● 保存済みの行
● ● ● ● ● ● ●

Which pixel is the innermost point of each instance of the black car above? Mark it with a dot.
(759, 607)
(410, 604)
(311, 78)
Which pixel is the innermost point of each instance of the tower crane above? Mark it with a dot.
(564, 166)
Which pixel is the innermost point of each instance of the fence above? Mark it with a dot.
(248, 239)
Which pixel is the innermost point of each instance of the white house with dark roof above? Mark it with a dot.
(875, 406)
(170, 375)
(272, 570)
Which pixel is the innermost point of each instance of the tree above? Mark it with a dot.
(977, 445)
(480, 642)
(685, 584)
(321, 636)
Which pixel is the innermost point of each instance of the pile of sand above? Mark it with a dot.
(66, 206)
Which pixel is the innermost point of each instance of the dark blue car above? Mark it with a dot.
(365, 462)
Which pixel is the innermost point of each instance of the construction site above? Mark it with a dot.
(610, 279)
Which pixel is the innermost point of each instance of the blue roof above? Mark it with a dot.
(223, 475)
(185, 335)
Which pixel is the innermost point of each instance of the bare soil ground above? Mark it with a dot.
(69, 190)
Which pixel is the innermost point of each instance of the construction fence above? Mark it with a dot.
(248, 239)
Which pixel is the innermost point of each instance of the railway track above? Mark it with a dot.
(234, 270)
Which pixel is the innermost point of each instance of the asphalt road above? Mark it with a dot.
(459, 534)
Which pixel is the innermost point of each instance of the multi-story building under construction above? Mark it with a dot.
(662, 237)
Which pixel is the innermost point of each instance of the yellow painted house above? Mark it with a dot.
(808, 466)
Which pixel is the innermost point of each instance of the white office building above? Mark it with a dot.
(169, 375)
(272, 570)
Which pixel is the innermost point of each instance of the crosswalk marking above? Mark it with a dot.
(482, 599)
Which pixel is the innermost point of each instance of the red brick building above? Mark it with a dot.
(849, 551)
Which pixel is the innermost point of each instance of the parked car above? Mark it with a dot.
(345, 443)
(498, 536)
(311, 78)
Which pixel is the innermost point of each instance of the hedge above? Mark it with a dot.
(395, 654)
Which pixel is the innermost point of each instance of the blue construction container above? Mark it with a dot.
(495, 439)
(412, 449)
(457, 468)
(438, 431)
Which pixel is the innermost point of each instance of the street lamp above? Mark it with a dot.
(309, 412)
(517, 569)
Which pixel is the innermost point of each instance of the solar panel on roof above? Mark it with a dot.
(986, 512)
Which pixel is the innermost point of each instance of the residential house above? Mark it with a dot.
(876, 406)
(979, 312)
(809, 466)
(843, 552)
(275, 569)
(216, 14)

● ● ● ● ● ● ●

● 課題内容
上にある項目をすべて、一字一句変えずに書き写してください。

● 課題の解答
Which pixel is the innermost point of each instance of the black car above? Mark it with a dot.
(759, 607)
(410, 604)
(311, 78)
Which pixel is the innermost point of each instance of the tower crane above? Mark it with a dot.
(564, 166)
Which pixel is the innermost point of each instance of the fence above? Mark it with a dot.
(248, 239)
Which pixel is the innermost point of each instance of the white house with dark roof above? Mark it with a dot.
(875, 406)
(170, 375)
(272, 570)
Which pixel is the innermost point of each instance of the tree above? Mark it with a dot.
(977, 445)
(480, 642)
(685, 584)
(321, 636)
Which pixel is the innermost point of each instance of the pile of sand above? Mark it with a dot.
(66, 206)
Which pixel is the innermost point of each instance of the dark blue car above? Mark it with a dot.
(365, 462)
Which pixel is the innermost point of each instance of the construction site above? Mark it with a dot.
(610, 279)
Which pixel is the innermost point of each instance of the blue roof above? Mark it with a dot.
(223, 475)
(185, 335)
Which pixel is the innermost point of each instance of the bare soil ground above? Mark it with a dot.
(69, 190)
Which pixel is the innermost point of each instance of the construction fence above? Mark it with a dot.
(248, 239)
Which pixel is the innermost point of each instance of the railway track above? Mark it with a dot.
(234, 270)
Which pixel is the innermost point of each instance of the asphalt road above? Mark it with a dot.
(459, 534)
Which pixel is the innermost point of each instance of the multi-story building under construction above? Mark it with a dot.
(662, 237)
Which pixel is the innermost point of each instance of the yellow painted house above? Mark it with a dot.
(808, 466)
Which pixel is the innermost point of each instance of the white office building above? Mark it with a dot.
(169, 375)
(272, 570)
Which pixel is the innermost point of each instance of the crosswalk marking above? Mark it with a dot.
(482, 599)
Which pixel is the innermost point of each instance of the red brick building above? Mark it with a dot.
(849, 551)
Which pixel is the innermost point of each instance of the parked car above? Mark it with a dot.
(345, 443)
(498, 536)
(311, 78)
Which pixel is the innermost point of each instance of the hedge above? Mark it with a dot.
(395, 654)
Which pixel is the innermost point of each instance of the blue construction container above? Mark it with a dot.
(495, 439)
(412, 449)
(457, 468)
(438, 431)
Which pixel is the innermost point of each instance of the street lamp above? Mark it with a dot.
(309, 412)
(517, 569)
Which pixel is the innermost point of each instance of the solar panel on roof above? Mark it with a dot.
(986, 512)
Which pixel is the innermost point of each instance of the residential house above? Mark it with a dot.
(876, 406)
(979, 312)
(809, 466)
(843, 552)
(275, 569)
(216, 14)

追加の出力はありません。